Your task is to extract the lines from the one holding "# test: put a marker on the black" through the end of the material. Set them down exactly and add nothing.

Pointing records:
## START
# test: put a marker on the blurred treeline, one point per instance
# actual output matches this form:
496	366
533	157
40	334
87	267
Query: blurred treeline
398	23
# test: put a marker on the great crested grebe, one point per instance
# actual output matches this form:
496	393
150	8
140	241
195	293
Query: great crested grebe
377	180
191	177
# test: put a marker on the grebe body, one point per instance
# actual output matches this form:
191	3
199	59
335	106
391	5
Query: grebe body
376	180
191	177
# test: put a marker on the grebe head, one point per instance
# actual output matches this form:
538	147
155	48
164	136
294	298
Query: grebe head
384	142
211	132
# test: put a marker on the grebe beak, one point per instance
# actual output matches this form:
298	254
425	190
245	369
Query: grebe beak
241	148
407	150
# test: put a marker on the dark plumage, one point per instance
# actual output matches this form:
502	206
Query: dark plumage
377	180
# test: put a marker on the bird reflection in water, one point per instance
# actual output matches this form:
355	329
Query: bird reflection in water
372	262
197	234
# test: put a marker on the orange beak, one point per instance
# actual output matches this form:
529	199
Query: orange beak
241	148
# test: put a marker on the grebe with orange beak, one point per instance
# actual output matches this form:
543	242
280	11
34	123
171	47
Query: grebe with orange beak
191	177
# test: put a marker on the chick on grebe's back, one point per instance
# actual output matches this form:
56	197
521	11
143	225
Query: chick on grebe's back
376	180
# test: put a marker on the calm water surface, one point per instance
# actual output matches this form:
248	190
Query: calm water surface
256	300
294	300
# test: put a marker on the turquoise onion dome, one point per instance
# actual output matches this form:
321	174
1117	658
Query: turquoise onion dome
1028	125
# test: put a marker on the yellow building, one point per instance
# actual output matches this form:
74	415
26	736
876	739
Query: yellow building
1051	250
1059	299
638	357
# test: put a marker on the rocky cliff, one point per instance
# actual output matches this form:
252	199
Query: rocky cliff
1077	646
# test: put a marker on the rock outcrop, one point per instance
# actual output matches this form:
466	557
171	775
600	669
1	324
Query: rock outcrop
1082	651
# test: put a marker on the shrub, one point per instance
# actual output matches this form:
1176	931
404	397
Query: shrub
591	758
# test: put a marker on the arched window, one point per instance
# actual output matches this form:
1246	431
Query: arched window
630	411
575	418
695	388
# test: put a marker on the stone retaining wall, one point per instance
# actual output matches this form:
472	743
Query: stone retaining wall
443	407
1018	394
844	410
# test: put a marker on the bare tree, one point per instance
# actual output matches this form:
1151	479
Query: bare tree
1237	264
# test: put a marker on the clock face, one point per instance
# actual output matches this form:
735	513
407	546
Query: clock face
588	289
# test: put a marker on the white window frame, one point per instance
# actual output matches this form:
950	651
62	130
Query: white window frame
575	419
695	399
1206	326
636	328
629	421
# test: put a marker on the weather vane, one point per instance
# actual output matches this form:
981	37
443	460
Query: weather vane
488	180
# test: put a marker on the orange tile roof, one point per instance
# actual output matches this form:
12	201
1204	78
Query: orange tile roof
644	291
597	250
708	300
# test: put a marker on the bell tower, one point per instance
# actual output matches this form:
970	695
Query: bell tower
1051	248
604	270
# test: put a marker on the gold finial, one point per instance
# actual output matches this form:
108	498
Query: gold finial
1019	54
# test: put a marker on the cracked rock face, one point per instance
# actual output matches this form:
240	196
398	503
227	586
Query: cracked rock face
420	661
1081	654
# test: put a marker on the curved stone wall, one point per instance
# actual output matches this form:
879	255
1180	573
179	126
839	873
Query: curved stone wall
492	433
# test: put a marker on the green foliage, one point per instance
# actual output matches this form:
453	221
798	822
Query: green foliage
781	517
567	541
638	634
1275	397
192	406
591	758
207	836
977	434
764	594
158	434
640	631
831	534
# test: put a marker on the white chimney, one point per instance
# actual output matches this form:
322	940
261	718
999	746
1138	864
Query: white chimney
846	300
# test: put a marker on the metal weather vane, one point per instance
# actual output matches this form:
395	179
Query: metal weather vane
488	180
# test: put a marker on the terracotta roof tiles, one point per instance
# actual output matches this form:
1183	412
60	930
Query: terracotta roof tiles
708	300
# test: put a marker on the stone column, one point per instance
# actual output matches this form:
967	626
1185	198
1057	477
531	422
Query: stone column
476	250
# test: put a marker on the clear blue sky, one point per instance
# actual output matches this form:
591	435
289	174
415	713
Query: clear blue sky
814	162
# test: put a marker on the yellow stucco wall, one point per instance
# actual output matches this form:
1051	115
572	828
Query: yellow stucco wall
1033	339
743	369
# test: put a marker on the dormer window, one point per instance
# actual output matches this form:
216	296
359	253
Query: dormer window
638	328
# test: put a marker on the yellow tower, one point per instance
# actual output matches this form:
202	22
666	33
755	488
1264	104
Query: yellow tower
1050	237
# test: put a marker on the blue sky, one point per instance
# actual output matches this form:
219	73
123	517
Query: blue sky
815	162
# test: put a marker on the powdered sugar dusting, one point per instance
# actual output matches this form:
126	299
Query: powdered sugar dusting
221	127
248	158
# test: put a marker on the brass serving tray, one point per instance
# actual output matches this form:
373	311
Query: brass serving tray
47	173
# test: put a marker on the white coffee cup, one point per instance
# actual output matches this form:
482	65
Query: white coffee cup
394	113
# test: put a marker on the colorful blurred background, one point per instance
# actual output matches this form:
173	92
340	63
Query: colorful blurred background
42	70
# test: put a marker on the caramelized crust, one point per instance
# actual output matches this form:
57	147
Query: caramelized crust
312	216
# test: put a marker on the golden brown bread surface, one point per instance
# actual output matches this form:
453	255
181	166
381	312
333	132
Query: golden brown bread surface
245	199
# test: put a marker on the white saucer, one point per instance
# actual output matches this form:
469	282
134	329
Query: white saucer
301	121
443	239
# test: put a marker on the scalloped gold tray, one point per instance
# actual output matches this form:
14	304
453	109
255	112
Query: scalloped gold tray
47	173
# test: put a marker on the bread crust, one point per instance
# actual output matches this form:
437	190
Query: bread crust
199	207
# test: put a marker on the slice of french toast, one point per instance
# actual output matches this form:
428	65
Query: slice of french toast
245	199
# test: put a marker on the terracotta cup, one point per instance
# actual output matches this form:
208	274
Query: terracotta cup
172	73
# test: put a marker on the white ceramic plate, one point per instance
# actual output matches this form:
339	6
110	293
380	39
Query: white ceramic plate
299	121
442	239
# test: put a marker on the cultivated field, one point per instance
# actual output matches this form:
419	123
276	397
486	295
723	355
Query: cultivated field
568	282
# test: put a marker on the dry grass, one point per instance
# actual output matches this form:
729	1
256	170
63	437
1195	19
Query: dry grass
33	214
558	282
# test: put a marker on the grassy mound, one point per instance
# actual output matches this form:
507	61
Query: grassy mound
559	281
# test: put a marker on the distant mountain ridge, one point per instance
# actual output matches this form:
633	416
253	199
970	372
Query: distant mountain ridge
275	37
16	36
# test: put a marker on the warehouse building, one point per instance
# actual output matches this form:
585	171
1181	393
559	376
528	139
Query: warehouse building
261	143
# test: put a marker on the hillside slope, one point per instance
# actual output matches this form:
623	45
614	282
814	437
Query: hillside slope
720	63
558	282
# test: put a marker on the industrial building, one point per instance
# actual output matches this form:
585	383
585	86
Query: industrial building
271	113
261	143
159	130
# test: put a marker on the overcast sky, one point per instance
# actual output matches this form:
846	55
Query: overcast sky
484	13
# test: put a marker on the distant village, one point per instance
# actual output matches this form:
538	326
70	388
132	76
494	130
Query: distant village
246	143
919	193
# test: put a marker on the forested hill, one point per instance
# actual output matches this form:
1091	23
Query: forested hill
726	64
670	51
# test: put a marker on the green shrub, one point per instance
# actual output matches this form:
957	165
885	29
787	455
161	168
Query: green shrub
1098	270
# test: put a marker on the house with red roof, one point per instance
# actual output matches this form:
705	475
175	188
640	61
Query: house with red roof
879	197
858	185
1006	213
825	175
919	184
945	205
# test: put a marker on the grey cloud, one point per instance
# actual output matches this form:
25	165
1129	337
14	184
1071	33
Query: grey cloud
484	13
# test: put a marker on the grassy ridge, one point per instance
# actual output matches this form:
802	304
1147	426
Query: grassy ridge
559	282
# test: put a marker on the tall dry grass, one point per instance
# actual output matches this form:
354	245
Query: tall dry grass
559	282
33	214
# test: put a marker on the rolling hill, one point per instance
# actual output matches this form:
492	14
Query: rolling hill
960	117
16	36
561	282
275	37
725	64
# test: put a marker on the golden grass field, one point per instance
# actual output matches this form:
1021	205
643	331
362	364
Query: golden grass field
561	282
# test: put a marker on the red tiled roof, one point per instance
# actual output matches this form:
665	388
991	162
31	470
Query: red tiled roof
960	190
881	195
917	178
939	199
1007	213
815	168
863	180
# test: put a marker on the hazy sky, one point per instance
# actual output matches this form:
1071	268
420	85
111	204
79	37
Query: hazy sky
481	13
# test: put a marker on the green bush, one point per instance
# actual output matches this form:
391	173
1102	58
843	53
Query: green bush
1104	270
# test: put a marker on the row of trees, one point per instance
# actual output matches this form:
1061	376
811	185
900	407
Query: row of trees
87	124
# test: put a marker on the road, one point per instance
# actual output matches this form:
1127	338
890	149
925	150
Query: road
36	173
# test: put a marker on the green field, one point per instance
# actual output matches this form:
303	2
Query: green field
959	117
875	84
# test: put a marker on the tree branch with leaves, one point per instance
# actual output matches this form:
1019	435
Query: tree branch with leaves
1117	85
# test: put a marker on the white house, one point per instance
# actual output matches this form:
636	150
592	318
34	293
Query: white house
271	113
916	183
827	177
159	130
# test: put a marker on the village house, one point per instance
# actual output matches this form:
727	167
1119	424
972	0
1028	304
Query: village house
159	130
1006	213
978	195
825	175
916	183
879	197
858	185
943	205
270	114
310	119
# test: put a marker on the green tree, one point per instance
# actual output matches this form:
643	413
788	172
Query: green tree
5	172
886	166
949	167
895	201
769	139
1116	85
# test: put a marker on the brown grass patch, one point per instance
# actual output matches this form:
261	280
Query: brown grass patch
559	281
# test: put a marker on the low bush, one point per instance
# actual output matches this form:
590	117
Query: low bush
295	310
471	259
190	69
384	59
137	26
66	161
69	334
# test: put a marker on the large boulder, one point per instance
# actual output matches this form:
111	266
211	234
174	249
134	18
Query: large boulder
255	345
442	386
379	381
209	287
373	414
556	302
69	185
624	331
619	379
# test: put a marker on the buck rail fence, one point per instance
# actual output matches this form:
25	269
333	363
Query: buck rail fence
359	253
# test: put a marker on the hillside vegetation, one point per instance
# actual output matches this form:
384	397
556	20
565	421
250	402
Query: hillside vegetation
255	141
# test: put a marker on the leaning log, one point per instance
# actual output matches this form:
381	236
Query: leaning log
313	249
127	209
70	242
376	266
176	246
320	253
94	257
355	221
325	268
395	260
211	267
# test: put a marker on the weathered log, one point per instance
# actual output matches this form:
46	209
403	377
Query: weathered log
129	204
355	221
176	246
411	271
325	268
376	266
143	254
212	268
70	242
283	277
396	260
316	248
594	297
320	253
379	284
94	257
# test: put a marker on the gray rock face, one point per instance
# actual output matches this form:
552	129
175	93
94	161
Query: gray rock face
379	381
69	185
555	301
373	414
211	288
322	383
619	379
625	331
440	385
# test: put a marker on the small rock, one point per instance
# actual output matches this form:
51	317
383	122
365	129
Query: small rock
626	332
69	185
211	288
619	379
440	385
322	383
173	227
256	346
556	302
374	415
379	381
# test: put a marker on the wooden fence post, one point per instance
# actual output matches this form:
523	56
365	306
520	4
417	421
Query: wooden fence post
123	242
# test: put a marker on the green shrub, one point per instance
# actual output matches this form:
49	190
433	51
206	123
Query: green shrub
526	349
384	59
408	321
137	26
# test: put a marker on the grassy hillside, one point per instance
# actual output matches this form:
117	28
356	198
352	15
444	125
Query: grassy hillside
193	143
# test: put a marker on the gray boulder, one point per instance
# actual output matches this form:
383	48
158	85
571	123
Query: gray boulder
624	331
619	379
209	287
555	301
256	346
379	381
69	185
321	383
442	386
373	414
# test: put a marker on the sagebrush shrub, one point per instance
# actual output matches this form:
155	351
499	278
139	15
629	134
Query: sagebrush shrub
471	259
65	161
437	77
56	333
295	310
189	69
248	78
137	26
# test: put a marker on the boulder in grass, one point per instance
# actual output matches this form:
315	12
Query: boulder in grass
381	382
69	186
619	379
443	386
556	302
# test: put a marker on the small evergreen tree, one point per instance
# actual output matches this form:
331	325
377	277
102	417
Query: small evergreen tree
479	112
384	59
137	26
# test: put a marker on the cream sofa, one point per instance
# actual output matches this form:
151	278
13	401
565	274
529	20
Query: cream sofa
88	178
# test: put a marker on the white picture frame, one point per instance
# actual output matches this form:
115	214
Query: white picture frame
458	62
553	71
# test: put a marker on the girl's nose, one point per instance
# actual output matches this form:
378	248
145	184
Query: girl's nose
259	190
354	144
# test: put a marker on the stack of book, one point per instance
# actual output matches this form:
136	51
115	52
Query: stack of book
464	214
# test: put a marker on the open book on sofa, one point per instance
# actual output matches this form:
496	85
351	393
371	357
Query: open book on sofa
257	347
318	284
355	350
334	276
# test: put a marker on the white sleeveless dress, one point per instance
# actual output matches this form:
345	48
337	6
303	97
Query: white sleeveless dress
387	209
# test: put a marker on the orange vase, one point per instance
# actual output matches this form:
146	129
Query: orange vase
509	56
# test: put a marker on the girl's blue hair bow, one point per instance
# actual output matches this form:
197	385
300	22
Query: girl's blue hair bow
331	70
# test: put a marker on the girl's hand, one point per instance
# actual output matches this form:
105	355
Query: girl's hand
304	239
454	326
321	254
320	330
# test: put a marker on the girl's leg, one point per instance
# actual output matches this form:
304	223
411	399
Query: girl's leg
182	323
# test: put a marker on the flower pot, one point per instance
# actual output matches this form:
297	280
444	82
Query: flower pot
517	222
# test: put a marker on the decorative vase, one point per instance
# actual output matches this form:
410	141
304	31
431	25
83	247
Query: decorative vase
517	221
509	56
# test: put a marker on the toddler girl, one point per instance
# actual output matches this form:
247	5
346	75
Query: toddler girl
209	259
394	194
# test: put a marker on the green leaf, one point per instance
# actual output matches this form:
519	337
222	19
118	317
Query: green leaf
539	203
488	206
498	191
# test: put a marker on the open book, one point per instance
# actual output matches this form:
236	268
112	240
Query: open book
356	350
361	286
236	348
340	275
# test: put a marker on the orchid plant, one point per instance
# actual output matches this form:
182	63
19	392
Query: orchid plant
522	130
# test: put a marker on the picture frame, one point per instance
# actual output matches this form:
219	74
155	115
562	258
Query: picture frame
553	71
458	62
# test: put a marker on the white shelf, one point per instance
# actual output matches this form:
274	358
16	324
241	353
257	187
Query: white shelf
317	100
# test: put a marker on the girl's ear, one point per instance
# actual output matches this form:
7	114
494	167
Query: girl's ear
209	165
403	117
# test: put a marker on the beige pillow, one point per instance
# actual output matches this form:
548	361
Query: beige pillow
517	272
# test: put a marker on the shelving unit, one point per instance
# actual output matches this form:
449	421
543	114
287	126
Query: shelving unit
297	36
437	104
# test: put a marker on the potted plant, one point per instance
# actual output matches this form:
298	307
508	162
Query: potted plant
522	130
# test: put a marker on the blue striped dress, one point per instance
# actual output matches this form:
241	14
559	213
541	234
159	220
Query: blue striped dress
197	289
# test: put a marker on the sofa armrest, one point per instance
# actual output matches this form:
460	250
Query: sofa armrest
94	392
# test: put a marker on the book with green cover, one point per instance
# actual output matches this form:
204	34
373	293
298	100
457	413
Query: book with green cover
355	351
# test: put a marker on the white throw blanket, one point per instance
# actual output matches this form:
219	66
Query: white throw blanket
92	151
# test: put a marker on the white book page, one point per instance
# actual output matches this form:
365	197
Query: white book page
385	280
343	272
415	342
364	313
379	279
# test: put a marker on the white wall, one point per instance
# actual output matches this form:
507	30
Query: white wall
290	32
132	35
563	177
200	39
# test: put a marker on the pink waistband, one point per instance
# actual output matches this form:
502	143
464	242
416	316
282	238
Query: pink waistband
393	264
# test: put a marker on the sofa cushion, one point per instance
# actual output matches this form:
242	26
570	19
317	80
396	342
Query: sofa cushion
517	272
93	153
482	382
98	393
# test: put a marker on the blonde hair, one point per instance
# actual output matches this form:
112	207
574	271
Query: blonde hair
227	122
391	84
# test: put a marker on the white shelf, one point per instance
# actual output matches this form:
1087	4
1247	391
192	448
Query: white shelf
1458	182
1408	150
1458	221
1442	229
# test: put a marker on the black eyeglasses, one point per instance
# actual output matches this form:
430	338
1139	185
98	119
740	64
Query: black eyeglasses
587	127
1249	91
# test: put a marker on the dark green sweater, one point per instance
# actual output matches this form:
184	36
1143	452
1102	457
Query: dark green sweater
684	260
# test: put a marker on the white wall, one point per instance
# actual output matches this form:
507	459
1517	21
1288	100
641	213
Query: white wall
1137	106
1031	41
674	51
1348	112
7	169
## END
**Result:**
# test: put a marker on the black eyeglasses, one point per instance
# actual output matches this form:
430	338
1139	185
98	119
740	64
Query: black eyeglasses
587	127
1249	91
# test: put a marker on the dark green sweater, one point per instance
# actual output matches this form:
184	36
1143	452
1102	457
Query: dark green sweater
684	260
# test: put a marker on the white wall, one point per instance
# actual output matches this form:
507	459
1517	21
1288	100
641	213
Query: white wall
1137	106
1031	41
674	51
1348	112
7	169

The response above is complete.